--- DOCUMENT EXCERPT ---
......

= Thomas Moult =

Thomas Moult (1893–1974) was a versatile English journalist and writer, and one of the Georgian poets. He is known for his annual anthologies Best Poems of the Year, 1922 to 1943, which were popular verse selections taken from periodicals on both sides of the Atlantic. His poem 'Truly He Hath A Sweet Bed' from Down Here the Hawthorn was set to music for chorus and orchestra by Cyril Rootham (as Brown Earth, 1921–2).

==Life==

He was born in Derbyshire, to Jewish parents. He wrote much newspaper criticism, on music and drama and as a book reviewer; and on sport in the popular press.

He founded a magazine, Voices, for young writers, in 1919, publishing Sherwood Anderson, A. E. Coppard, Louis Golding, F. V. Branford, and Neville Cardus. It has been described as "eminently uncontroversial".

From 1952 to 1962 he was president of the Poetry Society and chairman of the editorial board of Poetry Review.

==Family==

Moult's daughter Joy was the first wife of psychologist Oliver Zangwill.

==Works==

- Snow over Elden (1920) novel
- Down Here the Hawthorn (1921) poems
- Cenotaph: A Book of Remembrance in Poetry and Prose for November the Eleventh (1923) editor
- The Comely Lass (1923) novel
- Forty Years in My Bookshop by Walter T. Spencer (1927) editor
- Barrie (1928) criticism
- Derbyshire Prose and Verse (1929) editor
- Saturday Night (1931) novel
- Sally Go Round the Moon (1931)

......

Stored records
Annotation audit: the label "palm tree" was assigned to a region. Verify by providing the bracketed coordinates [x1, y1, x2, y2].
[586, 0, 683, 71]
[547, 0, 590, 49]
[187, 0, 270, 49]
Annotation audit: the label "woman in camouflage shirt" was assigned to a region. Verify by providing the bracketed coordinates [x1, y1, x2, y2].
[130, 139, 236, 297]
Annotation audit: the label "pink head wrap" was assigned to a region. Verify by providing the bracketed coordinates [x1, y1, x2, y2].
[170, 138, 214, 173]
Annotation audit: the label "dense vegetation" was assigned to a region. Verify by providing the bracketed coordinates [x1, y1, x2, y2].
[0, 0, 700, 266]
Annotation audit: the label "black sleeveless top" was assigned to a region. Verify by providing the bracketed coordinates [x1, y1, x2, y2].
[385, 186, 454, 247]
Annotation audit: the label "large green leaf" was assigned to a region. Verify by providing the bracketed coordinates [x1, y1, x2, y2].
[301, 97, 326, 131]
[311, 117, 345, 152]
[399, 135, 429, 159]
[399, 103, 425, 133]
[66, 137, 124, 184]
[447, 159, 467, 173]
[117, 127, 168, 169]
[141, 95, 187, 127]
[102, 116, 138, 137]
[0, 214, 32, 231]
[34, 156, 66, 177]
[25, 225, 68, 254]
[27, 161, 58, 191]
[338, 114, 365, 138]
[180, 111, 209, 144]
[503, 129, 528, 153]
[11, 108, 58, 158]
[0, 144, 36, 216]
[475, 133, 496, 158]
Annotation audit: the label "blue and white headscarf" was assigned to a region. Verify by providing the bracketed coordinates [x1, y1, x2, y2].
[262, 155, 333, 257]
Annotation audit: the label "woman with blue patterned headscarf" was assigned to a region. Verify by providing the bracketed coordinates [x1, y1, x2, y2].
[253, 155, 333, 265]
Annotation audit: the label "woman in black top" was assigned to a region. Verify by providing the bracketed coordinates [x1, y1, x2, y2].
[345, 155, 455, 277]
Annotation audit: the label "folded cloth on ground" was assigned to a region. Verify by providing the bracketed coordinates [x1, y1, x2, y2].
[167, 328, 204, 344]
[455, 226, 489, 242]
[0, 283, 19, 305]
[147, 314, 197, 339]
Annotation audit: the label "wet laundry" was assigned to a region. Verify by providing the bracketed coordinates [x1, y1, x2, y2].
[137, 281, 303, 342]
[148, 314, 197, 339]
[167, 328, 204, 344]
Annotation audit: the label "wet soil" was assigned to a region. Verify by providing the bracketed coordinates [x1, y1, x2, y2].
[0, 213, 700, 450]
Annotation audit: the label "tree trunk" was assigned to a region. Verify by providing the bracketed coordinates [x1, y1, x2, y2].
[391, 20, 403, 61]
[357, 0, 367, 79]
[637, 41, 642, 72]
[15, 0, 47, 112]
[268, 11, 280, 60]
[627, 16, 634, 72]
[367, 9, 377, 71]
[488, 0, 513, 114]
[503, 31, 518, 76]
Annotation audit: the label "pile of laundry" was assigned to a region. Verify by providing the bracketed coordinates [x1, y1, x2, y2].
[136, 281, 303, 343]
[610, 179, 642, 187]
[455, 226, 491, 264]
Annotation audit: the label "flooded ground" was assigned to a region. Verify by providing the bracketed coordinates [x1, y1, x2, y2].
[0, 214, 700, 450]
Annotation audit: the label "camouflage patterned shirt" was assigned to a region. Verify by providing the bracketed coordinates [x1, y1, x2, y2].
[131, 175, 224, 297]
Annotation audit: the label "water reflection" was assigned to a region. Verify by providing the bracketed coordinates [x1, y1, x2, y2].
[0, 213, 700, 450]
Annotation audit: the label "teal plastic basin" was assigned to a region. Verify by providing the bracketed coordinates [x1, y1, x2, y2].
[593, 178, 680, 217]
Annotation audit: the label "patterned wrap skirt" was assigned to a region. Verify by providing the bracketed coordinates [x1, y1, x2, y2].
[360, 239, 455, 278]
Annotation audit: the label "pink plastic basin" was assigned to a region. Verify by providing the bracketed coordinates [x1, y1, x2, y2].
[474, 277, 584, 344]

......

--- ACTIONS TO TAKE ---
1 > List the writers that the Thomas Moult article says his magazine Voices published.
2 > Please reproduce the passage of the Thomas Moult article starting with "He founded a" and going on through "of Poetry Review.".

--- SET OF ANSWERS ---
1 >
Sherwood Anderson
A. E. Coppard
Louis Golding
F. V. Branford
Neville Cardus

2 >
He founded a magazine, Voices, for young writers, in 1919, publishing Sherwood Anderson, A. E. Coppard, Louis Golding, F. V. Branford, and Neville Cardus. It has been described as "eminently uncontroversial".

From 1952 to 1962 he was president of the Poetry Society and chairman of the editorial board of Poetry Review.